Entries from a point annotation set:
########################################

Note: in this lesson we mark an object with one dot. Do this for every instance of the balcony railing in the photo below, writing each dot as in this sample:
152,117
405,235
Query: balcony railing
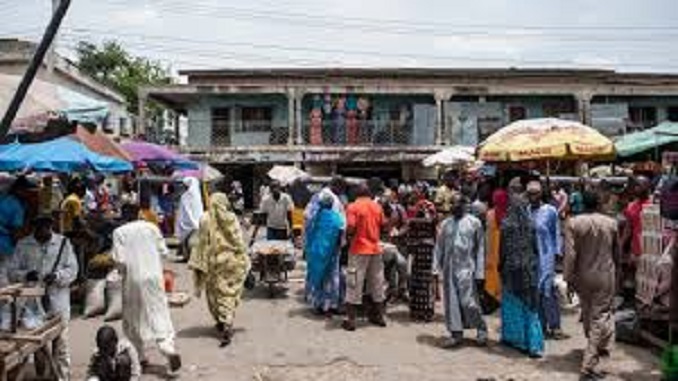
248,133
389,133
329,133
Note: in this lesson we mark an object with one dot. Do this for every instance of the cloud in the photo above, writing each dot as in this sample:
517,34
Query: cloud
136,16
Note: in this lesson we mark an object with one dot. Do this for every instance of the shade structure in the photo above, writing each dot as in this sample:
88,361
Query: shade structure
456,155
100,143
206,173
641,141
63,155
46,101
547,138
144,153
287,174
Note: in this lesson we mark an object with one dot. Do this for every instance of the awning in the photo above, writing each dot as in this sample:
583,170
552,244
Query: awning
63,155
45,101
637,142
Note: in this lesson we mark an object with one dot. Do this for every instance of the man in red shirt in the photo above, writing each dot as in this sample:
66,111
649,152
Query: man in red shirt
633,231
633,214
365,221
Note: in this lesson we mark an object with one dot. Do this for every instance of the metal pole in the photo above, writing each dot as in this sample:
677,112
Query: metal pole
34,66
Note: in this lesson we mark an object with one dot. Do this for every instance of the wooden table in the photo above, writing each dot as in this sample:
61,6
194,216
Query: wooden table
17,346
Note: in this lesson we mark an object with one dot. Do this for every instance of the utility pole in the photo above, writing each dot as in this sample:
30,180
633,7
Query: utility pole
34,65
50,60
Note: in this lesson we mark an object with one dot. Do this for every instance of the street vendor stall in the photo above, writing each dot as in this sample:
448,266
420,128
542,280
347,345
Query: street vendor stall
546,139
451,157
273,260
18,346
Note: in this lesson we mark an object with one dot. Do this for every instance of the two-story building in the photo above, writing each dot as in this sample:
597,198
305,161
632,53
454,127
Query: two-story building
384,121
15,56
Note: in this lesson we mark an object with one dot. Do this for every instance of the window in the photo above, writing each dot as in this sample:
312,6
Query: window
672,113
256,119
642,117
517,113
221,126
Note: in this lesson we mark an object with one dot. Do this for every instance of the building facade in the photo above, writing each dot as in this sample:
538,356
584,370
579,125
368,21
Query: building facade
15,56
384,121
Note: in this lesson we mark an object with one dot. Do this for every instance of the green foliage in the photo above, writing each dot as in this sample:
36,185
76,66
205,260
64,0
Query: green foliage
113,66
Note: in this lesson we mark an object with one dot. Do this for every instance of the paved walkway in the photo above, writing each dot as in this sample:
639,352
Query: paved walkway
279,340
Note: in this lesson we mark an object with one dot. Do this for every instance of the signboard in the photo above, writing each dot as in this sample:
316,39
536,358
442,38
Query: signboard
609,118
469,123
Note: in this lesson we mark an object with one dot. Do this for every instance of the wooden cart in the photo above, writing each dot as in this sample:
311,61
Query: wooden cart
17,346
273,260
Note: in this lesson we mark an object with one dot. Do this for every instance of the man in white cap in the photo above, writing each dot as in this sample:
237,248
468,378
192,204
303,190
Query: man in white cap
547,229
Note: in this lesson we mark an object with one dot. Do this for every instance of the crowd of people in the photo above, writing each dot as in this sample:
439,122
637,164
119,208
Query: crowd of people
499,246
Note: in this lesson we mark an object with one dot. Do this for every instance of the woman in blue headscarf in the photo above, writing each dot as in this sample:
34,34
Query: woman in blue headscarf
323,239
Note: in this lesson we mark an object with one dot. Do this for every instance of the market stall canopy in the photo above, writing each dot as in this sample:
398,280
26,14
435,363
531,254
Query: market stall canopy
637,142
99,143
286,174
63,155
206,173
456,155
46,101
144,153
547,138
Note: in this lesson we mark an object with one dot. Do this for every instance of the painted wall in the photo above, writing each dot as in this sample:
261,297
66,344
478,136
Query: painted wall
379,120
119,119
200,117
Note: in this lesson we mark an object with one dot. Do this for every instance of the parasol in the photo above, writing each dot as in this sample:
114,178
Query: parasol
641,141
148,153
99,143
456,155
545,139
46,101
206,173
286,174
62,155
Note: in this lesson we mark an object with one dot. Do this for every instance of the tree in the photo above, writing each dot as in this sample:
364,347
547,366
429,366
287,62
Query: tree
113,66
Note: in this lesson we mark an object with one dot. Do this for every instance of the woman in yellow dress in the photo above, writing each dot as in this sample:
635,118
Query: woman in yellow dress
495,216
220,263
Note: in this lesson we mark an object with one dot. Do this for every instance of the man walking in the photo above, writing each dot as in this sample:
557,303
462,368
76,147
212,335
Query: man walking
365,221
547,228
591,261
138,248
278,207
48,258
460,255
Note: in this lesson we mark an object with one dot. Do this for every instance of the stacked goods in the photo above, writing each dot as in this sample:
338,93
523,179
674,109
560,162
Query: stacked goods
420,244
652,234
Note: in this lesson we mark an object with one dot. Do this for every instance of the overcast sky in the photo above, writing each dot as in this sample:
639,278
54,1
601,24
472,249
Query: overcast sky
627,35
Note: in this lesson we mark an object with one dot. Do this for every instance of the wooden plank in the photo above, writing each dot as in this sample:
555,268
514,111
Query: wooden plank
21,337
654,340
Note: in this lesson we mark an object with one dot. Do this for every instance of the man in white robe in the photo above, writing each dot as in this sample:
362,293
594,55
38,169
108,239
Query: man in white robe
460,255
138,249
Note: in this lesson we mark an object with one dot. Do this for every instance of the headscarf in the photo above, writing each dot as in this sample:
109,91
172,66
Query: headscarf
190,209
313,206
500,202
220,233
519,259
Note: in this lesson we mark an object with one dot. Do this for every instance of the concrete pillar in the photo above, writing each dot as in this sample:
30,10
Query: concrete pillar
441,96
298,118
177,128
50,58
290,116
584,107
142,122
439,121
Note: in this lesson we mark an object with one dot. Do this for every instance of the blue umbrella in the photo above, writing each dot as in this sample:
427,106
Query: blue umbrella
63,155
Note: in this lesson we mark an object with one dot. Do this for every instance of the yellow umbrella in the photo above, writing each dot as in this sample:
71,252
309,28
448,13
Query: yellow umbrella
545,139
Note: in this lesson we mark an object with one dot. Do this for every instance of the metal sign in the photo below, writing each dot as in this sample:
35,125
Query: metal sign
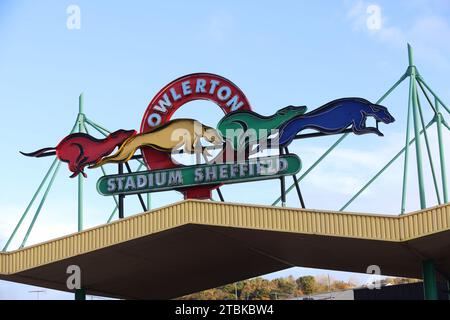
202,175
240,134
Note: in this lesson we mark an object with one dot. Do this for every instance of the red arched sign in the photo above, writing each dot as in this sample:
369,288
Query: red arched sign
197,86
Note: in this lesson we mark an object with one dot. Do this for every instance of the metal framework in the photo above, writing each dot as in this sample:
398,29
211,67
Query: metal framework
415,119
82,124
415,123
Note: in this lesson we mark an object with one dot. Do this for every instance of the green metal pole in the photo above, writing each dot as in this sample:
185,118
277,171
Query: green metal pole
385,95
429,280
383,169
441,152
41,204
422,81
405,164
29,205
80,177
430,157
313,166
416,107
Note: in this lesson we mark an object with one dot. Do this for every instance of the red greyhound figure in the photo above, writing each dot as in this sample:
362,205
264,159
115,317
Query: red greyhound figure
80,149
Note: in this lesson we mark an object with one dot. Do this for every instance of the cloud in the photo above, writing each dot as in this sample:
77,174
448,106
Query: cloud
427,33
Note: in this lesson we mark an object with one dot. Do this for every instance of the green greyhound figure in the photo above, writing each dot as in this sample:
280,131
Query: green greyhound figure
243,128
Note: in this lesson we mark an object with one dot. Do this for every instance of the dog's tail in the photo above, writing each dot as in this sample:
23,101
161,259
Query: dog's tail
40,153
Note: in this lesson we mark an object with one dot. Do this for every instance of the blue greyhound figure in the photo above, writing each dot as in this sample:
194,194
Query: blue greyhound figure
335,117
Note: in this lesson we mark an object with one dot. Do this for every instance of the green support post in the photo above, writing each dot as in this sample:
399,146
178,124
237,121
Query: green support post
80,294
429,280
311,168
405,164
441,151
80,177
415,107
378,174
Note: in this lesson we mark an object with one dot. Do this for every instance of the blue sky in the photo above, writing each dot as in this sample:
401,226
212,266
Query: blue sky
278,52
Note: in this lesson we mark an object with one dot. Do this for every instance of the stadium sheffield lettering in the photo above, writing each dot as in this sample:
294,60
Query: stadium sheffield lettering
161,180
160,137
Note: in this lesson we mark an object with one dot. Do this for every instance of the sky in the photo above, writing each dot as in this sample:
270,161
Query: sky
278,52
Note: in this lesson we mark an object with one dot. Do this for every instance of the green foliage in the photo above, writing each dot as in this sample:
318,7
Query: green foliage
307,284
280,288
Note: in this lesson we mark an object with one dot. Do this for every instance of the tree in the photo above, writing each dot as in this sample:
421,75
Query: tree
307,284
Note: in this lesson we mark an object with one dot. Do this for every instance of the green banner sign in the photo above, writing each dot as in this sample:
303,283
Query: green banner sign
206,174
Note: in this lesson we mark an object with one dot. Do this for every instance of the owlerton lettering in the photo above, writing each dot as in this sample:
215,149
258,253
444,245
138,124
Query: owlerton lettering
195,87
226,173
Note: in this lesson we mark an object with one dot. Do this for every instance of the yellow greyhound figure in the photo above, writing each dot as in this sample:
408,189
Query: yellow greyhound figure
170,136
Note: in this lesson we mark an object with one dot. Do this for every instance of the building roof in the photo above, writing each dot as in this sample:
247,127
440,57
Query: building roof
194,245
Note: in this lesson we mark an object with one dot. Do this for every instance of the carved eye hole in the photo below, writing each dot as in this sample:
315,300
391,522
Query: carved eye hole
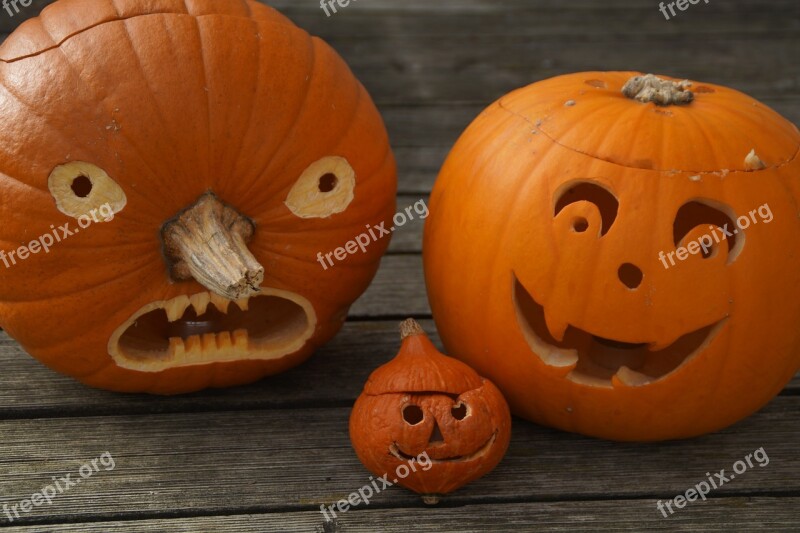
325,188
80,188
459,411
605,202
413,414
713,223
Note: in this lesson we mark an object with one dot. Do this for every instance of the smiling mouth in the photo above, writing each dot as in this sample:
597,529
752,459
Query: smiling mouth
206,328
602,362
395,450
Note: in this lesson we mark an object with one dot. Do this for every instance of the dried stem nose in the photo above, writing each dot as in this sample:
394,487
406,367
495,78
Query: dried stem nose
208,242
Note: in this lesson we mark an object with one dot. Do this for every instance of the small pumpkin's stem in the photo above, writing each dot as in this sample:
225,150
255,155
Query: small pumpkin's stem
409,327
207,242
651,88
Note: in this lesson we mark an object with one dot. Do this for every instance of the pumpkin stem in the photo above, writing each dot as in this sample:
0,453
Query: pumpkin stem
431,499
409,327
207,242
651,88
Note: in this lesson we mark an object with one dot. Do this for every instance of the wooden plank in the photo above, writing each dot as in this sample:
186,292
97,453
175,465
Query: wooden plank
719,514
298,459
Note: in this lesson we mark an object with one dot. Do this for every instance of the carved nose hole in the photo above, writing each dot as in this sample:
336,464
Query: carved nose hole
630,275
436,435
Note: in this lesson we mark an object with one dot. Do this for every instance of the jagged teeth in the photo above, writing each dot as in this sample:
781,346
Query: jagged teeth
220,302
632,377
192,346
176,307
660,345
200,302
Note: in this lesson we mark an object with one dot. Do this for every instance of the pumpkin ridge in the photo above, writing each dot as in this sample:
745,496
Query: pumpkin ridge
687,171
66,38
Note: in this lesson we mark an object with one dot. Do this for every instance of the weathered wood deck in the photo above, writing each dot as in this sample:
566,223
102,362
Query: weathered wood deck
266,456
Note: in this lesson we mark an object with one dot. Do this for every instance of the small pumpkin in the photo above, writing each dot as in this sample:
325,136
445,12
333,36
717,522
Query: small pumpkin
550,253
219,150
432,411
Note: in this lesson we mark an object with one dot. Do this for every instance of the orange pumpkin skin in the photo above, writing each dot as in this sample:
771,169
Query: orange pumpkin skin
553,189
172,100
462,422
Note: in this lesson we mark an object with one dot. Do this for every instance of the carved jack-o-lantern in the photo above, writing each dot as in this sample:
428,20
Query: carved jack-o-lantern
200,157
622,263
430,411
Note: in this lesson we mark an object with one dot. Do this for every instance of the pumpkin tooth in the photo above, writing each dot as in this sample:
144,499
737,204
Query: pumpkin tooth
192,344
243,303
632,378
224,340
176,348
200,302
555,326
209,341
240,338
657,346
220,302
176,307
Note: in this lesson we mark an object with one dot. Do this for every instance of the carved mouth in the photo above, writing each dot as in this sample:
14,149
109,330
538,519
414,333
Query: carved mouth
395,450
207,328
594,360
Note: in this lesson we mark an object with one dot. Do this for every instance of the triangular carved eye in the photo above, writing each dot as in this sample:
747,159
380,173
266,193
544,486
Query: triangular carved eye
715,220
587,191
413,414
459,411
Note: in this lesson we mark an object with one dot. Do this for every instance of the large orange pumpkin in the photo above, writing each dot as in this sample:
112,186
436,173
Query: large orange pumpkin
199,156
564,259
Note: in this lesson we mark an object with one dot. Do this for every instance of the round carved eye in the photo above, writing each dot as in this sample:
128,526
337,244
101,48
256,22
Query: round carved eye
80,188
587,191
413,414
459,411
325,188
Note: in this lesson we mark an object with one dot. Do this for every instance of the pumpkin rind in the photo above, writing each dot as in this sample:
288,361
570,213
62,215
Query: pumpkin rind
171,100
471,444
500,248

########################################

## EXERCISE OBJECTIVE
Emit verbatim the lines running from the one with "of the large" through the last line of the data, both endpoints inclusive.

## THE COMPLETED TASK
Note: in this lesson we mark an object with one dot. Do this for every instance of the large orange pumpkin in the photo above, writing each dot as in this sample:
112,186
436,173
Query: large orange pumpkin
199,156
564,259
Note: in this lesson we mark an object with one dot. Do this for every instance of the round carved eye in the photo above, writing each dot as in this sample:
128,526
337,244
101,48
256,22
Query: round carved eye
80,188
587,191
413,414
459,411
325,188
Note: in this lesson we mark an object with one dot. Do this for every instance of the pumpkin rind in the photo above, writing each dot as in this sample:
288,361
570,213
62,215
Query: pumpkin rind
171,100
471,444
500,248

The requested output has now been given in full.